:: What you will do ::
Type out the whole blog post below, word for word.

# start of Page text

Saturday, May 28, 2016

Dating the High School Bodybuilder

Wilton Manors, January 2005

I was always mature for my age, so I attracted guys a few years older than me.  So it came as quite a shock when I hit 40, and things were reversed. The guys staring at me, approaching me at parties, and asking me out were younger.  10, 15, 20, even 25 years younger!

(All models are over 18.)

In 2005, when I was going to Barney's Gym in Florida, three boys from Cardinal Gibbons High School came in almost every afternoon to work out.  Two were just fooling around, but the third, Stanton, short and sandy-haired, was serious about weight training and nutrition.  He was developing quite a muscular physique, nearly ready for amateur competitions.

And he was obviously gay, staring at biceps and baskets.

And apparently into me, following me around, asking questions, trying to maneuver to see me naked in the shower.

I did the same things in high school!

I decided that I was going to mentor this kid, make sure he didn't have the same trouble I had:  assumed heterosexual, not aware that gay people exist.

But this was 2005, in a gay neighborhood.  Things had changed!

One day in late January, he approached me when I was alone in the locker room. "That guy you always work out with -- is he your boyfriend?"

# end of Page text
# start of Listed records

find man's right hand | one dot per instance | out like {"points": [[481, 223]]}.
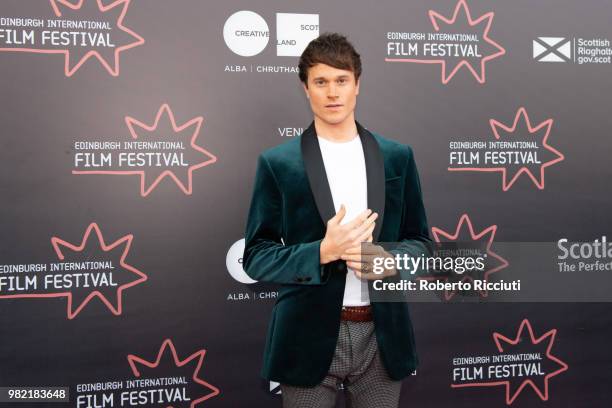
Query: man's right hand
{"points": [[339, 238]]}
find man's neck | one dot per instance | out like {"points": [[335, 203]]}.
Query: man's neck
{"points": [[340, 132]]}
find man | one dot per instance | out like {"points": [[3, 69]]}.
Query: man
{"points": [[316, 198]]}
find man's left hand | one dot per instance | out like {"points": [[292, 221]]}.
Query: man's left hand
{"points": [[362, 261]]}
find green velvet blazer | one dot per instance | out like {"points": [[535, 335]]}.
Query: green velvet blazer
{"points": [[292, 201]]}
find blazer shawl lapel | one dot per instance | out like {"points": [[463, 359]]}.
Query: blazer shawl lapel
{"points": [[319, 185]]}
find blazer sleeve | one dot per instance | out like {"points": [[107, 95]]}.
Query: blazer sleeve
{"points": [[265, 257]]}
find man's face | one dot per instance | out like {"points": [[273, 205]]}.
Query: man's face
{"points": [[332, 93]]}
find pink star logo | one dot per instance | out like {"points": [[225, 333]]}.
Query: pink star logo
{"points": [[73, 58], [504, 343], [189, 130], [461, 21], [197, 357], [93, 243], [464, 232], [524, 130]]}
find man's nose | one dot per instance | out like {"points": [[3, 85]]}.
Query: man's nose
{"points": [[332, 91]]}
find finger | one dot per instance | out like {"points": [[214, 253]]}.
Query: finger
{"points": [[351, 257], [364, 235], [339, 215]]}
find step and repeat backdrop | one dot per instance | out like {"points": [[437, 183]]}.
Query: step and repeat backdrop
{"points": [[130, 132]]}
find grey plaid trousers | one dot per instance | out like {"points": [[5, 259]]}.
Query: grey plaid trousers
{"points": [[357, 368]]}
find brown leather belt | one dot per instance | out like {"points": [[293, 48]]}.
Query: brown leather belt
{"points": [[356, 313]]}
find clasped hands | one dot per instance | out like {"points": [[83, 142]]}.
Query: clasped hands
{"points": [[343, 241]]}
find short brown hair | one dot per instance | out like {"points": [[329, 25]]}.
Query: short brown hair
{"points": [[332, 49]]}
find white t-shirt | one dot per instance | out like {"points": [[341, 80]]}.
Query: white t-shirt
{"points": [[346, 173]]}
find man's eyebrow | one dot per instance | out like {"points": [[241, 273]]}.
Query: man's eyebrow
{"points": [[343, 76]]}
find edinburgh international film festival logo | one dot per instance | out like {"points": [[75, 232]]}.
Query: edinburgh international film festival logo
{"points": [[520, 148], [81, 30], [165, 380], [459, 40], [91, 269], [477, 282], [521, 362], [159, 149]]}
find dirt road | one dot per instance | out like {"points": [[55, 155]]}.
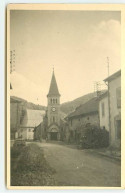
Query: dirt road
{"points": [[76, 167]]}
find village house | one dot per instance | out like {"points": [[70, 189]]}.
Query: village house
{"points": [[31, 120], [17, 109], [114, 101], [104, 111], [86, 114]]}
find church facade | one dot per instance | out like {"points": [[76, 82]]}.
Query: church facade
{"points": [[53, 111]]}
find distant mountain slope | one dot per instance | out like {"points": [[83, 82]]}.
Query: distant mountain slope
{"points": [[29, 105], [69, 107]]}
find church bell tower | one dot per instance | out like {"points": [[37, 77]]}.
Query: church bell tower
{"points": [[53, 110]]}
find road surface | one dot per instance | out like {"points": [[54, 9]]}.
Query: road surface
{"points": [[76, 167]]}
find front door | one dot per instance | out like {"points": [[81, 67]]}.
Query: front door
{"points": [[53, 135]]}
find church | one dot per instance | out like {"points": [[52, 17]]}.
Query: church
{"points": [[53, 111]]}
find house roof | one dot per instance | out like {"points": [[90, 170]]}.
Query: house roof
{"points": [[113, 76], [33, 118], [53, 90], [14, 100], [89, 107], [105, 94]]}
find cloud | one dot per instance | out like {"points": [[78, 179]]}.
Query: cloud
{"points": [[26, 89]]}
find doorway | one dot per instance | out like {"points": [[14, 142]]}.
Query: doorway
{"points": [[53, 135]]}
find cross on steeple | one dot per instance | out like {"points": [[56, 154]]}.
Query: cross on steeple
{"points": [[53, 90]]}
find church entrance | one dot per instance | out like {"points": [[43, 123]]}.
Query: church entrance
{"points": [[53, 136]]}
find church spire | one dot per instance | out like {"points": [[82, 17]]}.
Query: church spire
{"points": [[53, 90]]}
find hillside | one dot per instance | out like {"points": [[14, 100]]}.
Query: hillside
{"points": [[70, 106], [66, 107], [29, 105]]}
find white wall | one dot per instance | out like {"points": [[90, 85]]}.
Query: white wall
{"points": [[104, 120], [114, 110]]}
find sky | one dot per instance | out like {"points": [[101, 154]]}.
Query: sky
{"points": [[76, 43]]}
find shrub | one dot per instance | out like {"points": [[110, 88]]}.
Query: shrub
{"points": [[93, 137], [30, 168]]}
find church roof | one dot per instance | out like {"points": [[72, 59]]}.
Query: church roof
{"points": [[53, 90]]}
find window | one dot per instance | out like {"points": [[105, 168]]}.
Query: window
{"points": [[103, 109], [71, 122], [118, 97], [53, 118], [118, 129]]}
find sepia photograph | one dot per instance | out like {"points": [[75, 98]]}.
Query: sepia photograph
{"points": [[63, 96]]}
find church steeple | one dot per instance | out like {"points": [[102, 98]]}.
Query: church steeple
{"points": [[53, 90]]}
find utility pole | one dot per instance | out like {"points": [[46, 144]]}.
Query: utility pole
{"points": [[12, 61], [108, 65]]}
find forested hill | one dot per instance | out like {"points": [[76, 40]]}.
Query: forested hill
{"points": [[70, 106], [29, 105]]}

# end of Listed records

:: Output of the task ::
Saturday, May 28, 2016

Dating the High School Bodybuilder

Wilton Manors, January 2005

I was always mature for my age, so I attracted guys a few years older than me.  So it came as quite a shock when I hit 40, and things were reversed. The guys staring at me, approaching me at parties, and asking me out were younger.  10, 15, 20, even 25 years younger!

(All models are over 18.)

In 2005, when I was going to Barney's Gym in Florida, three boys from Cardinal Gibbons High School came in almost every afternoon to work out.  Two were just fooling around, but the third, Stanton, short and sandy-haired, was serious about weight training and nutrition.  He was developing quite a muscular physique, nearly ready for amateur competitions.

And he was obviously gay, staring at biceps and baskets.

And apparently into me, following me around, asking questions, trying to maneuver to see me naked in the shower.

I did the same things in high school!

I decided that I was going to mentor this kid, make sure he didn't have the same trouble I had:  assumed heterosexual, not aware that gay people exist.

But this was 2005, in a gay neighborhood.  Things had changed!

One day in late January, he approached me when I was alone in the locker room. "That guy you always work out with -- is he your boyfriend?"